## START Selected excerpt

20 comments

  • ryandrake 2 days ago ago

    Joel covered this[1] topic over 20 years ago (!!) and we still regularly see "senior" programmers who just casually think of text as a string and strings as text, and that's all there is to it. I still regularly see websites full of ????? and U+FFFD and apostrophes becoming ’ everywhere.

    1: https://www.joelonsoftware.com/2003/10/08/the-absolute-minim...

  • danhau a day ago ago

    At my job I have to deal with an old system that invented its own encoding, named TSS. The idea was to unify multiple charsets and encodings into one, before Unicode was a thing. But instead of coming up with one big a charset and assigning codepoints plus an encoding scheme, they thought it was wise to just repackage other encodings and charsets. Think Matroska, but for text. And yes, I do mean charsets AND encodings. Sometimes they repackage an encoding, sometimes just a charset where the codepoints are the encoding.

    TSS supports the ISO-8859 charsets and corresponding (but deviating) Windows codepages, traditional and simplified Chinese, half- and fullwidth Japanese, Korean via Wansung and Johab, and others I'm forgetting right now. And in newer version of the software, they also support Unicode, but using a custom encoding.

    Thankfully a good chunk of all that is well documented, like the byte values introducing a fullwidth Japanese character, for example. But they don't describe what charset or encoding is actually used. EUC-JP? Shift-JIS? Turns out it's JIS X 0208. You'd think they would just use Shift-JIS, which gives them both full- and halfwidth Japanese in one shot, but no. They package those explicitly as JIS X 0208 and JIS X 0201. Similar questions arise for Chinese and the others. It took a lot of reverse engineering to figure that stuff out. But if you think that is hard, have fun finding tables to map those old encodings to Unicode and back. Java is a godsend in this case. Charset.availableCharsets has them all!

## END Selected excerpt

Direction 1:
Print the comment thread on text encodings from "20 comments" to "becoming ’ everywhere.".
Direction 2:
Pick up the comment thread on text encodings after its last sentence and keep writing.

## START Record list

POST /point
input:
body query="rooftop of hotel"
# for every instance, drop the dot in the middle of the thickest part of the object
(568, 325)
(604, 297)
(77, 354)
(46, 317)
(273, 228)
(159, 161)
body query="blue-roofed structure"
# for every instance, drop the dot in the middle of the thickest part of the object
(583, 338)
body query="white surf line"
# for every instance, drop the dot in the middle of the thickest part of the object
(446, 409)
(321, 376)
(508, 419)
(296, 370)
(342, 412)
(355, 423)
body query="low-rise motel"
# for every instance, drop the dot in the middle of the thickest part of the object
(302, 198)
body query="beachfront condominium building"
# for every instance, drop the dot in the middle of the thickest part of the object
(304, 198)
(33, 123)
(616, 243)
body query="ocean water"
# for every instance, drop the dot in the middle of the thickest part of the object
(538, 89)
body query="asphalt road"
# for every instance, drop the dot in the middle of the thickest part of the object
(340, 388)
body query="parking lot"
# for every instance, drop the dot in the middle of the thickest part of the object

## END Record list

Final answer 1:
20 comments

  • ryandrake 2 days ago ago

    Joel covered this[1] topic over 20 years ago (!!) and we still regularly see "senior" programmers who just casually think of text as a string and strings as text, and that's all there is to it. I still regularly see websites full of ????? and U+FFFD and apostrophes becoming ’ everywhere.

Final answer 2:
    What's kinda charming is that TSS also contains text formatting commands. "Make all following text bold! Make it underlined! Now make it both bold and underlined!" Stuff like that.

    What's less charming is that TSS is actually a superset (an extension of) the ISO-8859 family, similar to how ISO-8859 is a superset of ASCII. In other words, all ISO-8859-1 (or any other variant) is perfectly valid TSS, but not all TSS is valid ISO-8859-1. This creates a lot of fun meetings with other departments when they query the database and are puzzled as to where those weird characters in their ISO-8859-1 text came from.

  • dang 2 days ago ago

    Related:

    What Every Programmer Absolutely, Positively Needs To Know About Encodings (2011) - https://news.ycombinator.com/item?id=30384223 - Feb 2022 (58 comments)

    What programmers need to know about encodings and charsets (2011) - https://news.ycombinator.com/item?id=24162499 - Aug 2020 (22 comments)

    What to know about encodings and character sets - https://news.ycombinator.com/item?id=9788253 - June 2015 (30 comments)

    What Every Programmer Needs To Know About Encodings And Character Sets - https://news.ycombinator.com/item?id=4771987 - Nov 2012 (5 comments)

  • fainpul 2 days ago ago

    Highly related recommendation: https://i18n-puzzles.com/

    It's a series of tasks ("puzzles") in the style of Advent of Code. Some deal with text handling, some with dates and times.

    In my opinion it's a fun way to really get this stuff in your brain (by doing, not just reading about it) and especially learn about what your programming language of choice has to offer in this department.

    I find the later puzzles have a bit of an artificial difficulty increase, which makes them seem a bit far fetched and unrealistic. But the first few are definitely reasonable and applicable to real-world scenarios. You also don't have to do them in order. Unlike with AoC, all the puzzles are available from the start.

  • ColinWright 4 days ago ago

    Full title:

    "What every programmer absolutely, positively needs to know about encodings and character sets to work with text"

  • jibal 2 days ago ago

    > Everybody is aware of this at some level, but somehow this knowledge seems to suddenly disappear in a discussion about text, so let's get it out first: A computer cannot store "letters", "numbers", "pictures" or anything else. The only thing it can store and work with are bits.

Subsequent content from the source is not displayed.